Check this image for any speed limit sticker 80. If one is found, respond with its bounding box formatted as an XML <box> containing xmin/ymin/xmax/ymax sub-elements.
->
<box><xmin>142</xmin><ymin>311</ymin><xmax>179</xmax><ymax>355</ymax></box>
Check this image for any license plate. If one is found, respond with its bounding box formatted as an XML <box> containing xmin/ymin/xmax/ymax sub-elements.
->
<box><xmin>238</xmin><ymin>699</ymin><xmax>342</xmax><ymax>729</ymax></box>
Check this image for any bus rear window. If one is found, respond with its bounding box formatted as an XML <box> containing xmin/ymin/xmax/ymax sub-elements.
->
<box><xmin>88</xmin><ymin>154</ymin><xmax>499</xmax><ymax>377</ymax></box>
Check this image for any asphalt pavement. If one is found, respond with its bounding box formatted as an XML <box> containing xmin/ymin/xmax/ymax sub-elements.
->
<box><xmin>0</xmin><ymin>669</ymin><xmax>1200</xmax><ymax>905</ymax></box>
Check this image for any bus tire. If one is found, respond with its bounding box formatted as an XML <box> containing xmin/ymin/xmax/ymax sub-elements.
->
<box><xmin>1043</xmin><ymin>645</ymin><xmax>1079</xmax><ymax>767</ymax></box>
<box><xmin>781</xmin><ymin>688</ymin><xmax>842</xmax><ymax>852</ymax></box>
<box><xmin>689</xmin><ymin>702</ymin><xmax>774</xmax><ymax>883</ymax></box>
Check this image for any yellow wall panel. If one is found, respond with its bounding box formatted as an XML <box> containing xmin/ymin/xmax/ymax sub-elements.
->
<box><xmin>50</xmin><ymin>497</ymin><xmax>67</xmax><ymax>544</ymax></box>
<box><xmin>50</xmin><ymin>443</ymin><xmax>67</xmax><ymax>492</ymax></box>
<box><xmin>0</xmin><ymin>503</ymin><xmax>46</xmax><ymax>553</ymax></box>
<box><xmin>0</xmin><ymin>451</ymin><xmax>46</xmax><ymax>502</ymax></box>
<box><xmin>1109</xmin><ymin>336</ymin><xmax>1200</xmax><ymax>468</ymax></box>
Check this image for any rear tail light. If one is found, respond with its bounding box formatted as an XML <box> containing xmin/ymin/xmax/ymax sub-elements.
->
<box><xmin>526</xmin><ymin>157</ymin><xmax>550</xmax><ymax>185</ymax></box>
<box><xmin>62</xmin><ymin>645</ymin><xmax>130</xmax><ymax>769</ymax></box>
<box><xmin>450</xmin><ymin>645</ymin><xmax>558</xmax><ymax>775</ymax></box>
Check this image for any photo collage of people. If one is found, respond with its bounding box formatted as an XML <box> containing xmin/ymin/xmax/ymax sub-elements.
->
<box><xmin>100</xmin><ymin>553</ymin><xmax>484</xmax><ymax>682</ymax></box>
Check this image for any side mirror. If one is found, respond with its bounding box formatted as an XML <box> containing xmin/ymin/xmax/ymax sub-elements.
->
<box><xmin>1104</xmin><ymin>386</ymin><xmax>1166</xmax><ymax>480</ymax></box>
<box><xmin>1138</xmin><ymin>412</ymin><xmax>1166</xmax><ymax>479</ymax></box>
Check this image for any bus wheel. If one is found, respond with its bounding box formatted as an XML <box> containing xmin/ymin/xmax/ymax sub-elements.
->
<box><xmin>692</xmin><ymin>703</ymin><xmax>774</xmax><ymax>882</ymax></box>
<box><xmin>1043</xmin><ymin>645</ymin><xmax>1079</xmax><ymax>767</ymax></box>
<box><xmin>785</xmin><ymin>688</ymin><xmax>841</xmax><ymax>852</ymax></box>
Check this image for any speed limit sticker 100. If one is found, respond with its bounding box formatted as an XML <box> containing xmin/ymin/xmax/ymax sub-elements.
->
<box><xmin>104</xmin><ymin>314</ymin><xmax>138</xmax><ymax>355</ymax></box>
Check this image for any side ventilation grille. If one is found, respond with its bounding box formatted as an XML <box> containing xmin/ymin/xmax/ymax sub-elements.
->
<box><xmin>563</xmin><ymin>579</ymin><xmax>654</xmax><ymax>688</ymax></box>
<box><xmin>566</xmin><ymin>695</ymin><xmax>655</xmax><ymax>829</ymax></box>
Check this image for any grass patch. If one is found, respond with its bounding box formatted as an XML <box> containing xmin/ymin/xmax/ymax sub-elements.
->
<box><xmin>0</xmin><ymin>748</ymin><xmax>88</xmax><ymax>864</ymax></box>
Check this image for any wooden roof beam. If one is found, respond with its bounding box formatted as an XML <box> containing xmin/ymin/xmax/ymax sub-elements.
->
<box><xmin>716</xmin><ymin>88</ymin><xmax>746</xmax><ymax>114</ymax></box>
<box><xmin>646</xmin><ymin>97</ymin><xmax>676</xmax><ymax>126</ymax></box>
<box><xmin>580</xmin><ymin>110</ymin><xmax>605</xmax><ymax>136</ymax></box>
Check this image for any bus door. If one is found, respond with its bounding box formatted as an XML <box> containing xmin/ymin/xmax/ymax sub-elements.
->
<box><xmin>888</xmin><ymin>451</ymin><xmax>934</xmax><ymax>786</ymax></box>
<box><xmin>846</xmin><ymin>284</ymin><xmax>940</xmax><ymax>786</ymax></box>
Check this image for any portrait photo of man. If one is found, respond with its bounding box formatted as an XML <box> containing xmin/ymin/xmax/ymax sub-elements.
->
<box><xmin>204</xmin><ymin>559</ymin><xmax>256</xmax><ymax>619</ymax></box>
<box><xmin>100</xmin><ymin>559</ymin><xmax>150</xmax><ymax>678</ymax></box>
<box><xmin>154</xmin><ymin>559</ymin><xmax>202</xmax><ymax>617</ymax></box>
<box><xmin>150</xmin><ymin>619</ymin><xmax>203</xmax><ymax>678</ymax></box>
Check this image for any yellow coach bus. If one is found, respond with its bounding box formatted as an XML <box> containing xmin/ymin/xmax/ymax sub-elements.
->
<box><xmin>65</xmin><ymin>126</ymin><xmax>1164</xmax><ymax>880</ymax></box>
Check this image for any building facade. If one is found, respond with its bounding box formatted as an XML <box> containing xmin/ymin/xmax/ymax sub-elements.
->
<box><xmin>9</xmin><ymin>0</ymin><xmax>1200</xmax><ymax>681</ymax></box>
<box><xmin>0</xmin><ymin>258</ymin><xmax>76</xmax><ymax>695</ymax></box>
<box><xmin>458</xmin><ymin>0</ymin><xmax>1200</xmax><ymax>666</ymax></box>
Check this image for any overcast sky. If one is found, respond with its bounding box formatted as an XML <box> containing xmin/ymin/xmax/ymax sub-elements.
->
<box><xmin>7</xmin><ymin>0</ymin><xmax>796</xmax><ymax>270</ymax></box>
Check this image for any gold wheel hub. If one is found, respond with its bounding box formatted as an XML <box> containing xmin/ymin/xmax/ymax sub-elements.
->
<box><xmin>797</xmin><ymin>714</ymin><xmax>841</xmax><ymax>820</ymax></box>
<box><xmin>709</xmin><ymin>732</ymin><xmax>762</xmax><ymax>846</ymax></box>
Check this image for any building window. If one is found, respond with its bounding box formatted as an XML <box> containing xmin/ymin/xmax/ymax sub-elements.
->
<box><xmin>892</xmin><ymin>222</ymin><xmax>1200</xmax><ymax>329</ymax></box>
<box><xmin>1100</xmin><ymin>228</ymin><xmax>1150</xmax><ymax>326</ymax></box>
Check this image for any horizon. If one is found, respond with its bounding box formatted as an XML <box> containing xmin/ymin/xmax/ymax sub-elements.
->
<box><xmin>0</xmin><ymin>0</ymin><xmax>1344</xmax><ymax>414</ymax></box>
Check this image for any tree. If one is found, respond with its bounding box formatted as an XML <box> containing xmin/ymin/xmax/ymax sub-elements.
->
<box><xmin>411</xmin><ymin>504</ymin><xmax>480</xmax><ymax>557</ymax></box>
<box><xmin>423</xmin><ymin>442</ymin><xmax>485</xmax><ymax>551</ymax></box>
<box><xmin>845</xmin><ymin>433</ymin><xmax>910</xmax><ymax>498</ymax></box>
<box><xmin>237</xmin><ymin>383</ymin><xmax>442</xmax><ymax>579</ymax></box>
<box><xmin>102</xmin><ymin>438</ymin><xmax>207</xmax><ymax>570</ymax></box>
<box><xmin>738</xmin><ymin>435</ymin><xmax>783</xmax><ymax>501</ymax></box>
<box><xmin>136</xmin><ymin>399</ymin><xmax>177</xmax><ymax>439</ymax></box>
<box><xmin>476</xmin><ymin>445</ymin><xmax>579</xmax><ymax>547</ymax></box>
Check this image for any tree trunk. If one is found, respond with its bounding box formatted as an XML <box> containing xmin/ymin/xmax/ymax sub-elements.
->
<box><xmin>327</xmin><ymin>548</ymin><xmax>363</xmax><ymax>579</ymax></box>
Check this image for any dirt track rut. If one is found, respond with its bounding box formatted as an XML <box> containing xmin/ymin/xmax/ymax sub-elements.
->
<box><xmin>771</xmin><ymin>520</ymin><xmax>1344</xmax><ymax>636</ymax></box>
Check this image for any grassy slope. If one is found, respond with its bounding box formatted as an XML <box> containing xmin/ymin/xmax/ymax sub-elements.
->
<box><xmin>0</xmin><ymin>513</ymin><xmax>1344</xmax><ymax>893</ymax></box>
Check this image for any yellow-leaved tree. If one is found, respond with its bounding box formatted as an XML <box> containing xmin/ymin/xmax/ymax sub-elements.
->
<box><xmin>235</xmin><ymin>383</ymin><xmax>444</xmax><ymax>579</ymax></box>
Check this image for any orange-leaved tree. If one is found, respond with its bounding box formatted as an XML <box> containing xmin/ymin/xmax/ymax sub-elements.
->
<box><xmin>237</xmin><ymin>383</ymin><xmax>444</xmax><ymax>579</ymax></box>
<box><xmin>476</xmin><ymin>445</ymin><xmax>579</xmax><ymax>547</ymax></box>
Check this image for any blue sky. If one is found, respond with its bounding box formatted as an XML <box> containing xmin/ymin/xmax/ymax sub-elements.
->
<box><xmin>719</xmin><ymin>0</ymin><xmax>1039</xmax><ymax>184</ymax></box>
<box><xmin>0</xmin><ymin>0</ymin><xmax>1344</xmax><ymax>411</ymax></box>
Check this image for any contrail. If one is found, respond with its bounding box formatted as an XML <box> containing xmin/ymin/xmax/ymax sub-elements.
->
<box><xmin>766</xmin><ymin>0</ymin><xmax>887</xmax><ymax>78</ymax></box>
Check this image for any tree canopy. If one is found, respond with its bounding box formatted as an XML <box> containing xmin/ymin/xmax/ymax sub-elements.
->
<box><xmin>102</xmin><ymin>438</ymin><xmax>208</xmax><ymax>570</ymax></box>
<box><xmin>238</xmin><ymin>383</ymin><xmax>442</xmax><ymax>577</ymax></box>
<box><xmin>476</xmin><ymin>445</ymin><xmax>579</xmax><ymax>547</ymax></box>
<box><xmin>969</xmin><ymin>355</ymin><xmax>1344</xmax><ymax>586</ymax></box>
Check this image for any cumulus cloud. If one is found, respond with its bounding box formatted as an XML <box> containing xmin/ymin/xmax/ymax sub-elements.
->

+===+

• **Written instruction**
Copy exactly the line containing "Check this image for any contrail." and every line after it, ending with the last line of the records above.

• **Solution to this task**
Check this image for any contrail. If one is found, respond with its bounding box formatted as an XML <box> containing xmin/ymin/xmax/ymax sub-elements.
->
<box><xmin>766</xmin><ymin>0</ymin><xmax>887</xmax><ymax>78</ymax></box>
Check this image for any tree canopy. If one is found, respond with its bounding box formatted as an XML <box> containing xmin/ymin/xmax/ymax sub-elements.
->
<box><xmin>102</xmin><ymin>438</ymin><xmax>208</xmax><ymax>570</ymax></box>
<box><xmin>238</xmin><ymin>383</ymin><xmax>442</xmax><ymax>577</ymax></box>
<box><xmin>476</xmin><ymin>445</ymin><xmax>579</xmax><ymax>547</ymax></box>
<box><xmin>969</xmin><ymin>355</ymin><xmax>1344</xmax><ymax>586</ymax></box>
Check this image for any cumulus cloud. If one is found, respond with its bounding box formatted as an XML <box> containing xmin/ymin/xmax/ymax sub-elements.
->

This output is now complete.